= Data excerpts =
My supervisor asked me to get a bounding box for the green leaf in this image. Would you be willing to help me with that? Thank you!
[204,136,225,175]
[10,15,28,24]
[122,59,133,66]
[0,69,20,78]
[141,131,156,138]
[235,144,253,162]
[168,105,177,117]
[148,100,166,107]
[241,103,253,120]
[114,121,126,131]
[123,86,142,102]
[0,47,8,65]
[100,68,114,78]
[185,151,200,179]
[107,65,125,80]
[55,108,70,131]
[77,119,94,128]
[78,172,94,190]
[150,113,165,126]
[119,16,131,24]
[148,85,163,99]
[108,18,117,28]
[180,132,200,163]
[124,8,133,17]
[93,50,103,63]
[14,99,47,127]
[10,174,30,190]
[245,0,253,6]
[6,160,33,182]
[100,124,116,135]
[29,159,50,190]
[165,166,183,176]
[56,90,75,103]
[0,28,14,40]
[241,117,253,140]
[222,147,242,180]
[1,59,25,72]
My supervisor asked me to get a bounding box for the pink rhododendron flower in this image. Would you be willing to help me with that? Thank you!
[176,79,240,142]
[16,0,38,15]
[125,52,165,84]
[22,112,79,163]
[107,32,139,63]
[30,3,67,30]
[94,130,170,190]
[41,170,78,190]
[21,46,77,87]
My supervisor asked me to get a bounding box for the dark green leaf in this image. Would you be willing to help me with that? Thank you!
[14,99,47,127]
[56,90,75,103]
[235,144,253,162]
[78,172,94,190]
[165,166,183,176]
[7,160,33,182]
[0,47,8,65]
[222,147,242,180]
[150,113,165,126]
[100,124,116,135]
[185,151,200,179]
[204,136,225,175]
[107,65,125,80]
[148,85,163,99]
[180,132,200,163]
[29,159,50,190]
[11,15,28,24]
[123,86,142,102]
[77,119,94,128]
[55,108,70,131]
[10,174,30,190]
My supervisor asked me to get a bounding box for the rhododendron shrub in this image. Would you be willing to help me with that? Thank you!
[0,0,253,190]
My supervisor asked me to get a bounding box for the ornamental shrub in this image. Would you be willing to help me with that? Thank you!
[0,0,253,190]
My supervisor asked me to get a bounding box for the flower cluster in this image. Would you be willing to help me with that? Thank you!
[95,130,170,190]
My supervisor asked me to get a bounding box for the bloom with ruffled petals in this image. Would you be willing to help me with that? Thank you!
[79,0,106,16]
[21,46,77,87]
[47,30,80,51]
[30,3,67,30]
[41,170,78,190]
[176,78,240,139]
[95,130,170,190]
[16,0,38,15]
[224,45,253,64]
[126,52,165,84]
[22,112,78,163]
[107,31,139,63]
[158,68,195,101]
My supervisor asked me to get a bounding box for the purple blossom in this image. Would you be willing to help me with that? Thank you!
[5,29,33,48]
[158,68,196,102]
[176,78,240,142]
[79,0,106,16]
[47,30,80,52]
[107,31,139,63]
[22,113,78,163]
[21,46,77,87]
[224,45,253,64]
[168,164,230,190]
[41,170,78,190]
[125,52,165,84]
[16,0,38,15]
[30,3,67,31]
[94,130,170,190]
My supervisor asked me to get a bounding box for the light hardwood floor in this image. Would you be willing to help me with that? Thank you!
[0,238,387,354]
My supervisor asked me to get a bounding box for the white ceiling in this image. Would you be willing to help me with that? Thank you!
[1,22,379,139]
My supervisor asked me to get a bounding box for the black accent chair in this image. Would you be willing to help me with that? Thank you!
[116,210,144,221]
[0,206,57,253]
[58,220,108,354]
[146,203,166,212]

= Goal of the exercise =
Could you restate all of the items above with "supervisor" swapped for "manager" wherever it occurs, changing nothing else?

= Expected answer =
My manager asked me to get a bounding box for the green leaf in this image. Would you be willing to help me with that? Thank you!
[204,136,225,175]
[10,15,28,24]
[122,59,133,66]
[0,69,20,78]
[141,131,156,138]
[235,144,253,162]
[168,105,177,117]
[148,100,166,107]
[241,103,253,120]
[114,121,126,131]
[123,86,142,102]
[0,47,8,65]
[100,68,114,78]
[185,151,200,179]
[107,65,125,80]
[55,108,70,131]
[77,119,94,128]
[78,172,94,190]
[150,113,165,126]
[119,16,131,24]
[148,85,163,99]
[108,18,117,28]
[180,132,200,163]
[124,8,133,17]
[93,50,103,63]
[14,99,47,127]
[10,174,30,190]
[245,0,253,6]
[6,160,33,182]
[100,124,116,135]
[29,159,50,190]
[165,166,183,176]
[56,90,75,103]
[0,28,14,40]
[241,117,253,140]
[222,147,242,180]
[1,59,25,72]
My manager asked me to get a bounding box for the pink rhododendron flower in this image. Would you be willing to help me with that? Thank you!
[176,79,240,142]
[16,0,38,15]
[125,52,165,84]
[22,112,79,163]
[107,32,139,63]
[30,3,67,30]
[94,130,170,190]
[41,170,78,190]
[21,46,77,87]
My manager asked me to get a bounding box for the dark green leaf in this image. Would you be willing to help me with that? Thank you!
[14,99,47,127]
[56,90,75,103]
[235,144,253,162]
[78,172,94,190]
[165,166,183,176]
[7,160,33,182]
[0,47,8,65]
[222,147,242,180]
[150,113,165,126]
[100,124,116,135]
[185,151,200,179]
[204,136,225,175]
[107,65,125,80]
[148,85,163,99]
[180,132,200,163]
[29,159,50,190]
[11,15,28,24]
[123,86,142,102]
[77,119,94,128]
[55,108,70,131]
[10,174,30,190]
My manager asked me to get a bounding box for the rhododendron shrub in this image. Would you be willing to help me with that? Thank you!
[0,0,253,190]
My manager asked me to get a bounding box for the ornamental shrub in this image. Would you be willing to help me with that? Thank you!
[0,0,253,190]
My manager asked me to get a bounding box for the flower cluster in this image. Would you be willing to help me with that? Thank you!
[95,130,170,190]
My manager asked me to get a bounding box for the bloom with ruffled petals in this image. Would you be willing to help me with that? Thank you!
[79,0,106,16]
[21,46,77,87]
[47,30,80,51]
[30,3,67,30]
[41,170,78,190]
[176,78,240,139]
[95,130,170,190]
[16,0,38,15]
[224,45,253,64]
[126,52,165,84]
[22,112,78,163]
[107,31,139,63]
[158,68,195,101]
My manager asked me to get a bounding box for the purple blossom in this image. Would you be willing to help me with that? Thank you!
[5,29,33,48]
[158,68,196,102]
[176,78,240,142]
[79,0,106,16]
[47,30,80,52]
[107,31,139,63]
[22,113,78,163]
[21,46,77,87]
[224,45,253,64]
[168,164,230,190]
[41,170,78,190]
[125,52,165,84]
[16,0,38,15]
[30,3,67,31]
[94,130,170,190]
My manager asked me to get a bounding box for the light hardwood floor in this image. Would you be willing to help me with that? Thank you!
[0,238,387,354]
My manager asked me to get a bounding box for the white ceiling in this image. Would you be willing to help me with that? Thank you!
[1,22,379,139]
My manager asked me to get a bounding box for the black accent chair in this image. Would you be willing to help me with that? Thank you!
[116,210,144,221]
[0,206,57,253]
[58,220,108,354]
[146,203,166,212]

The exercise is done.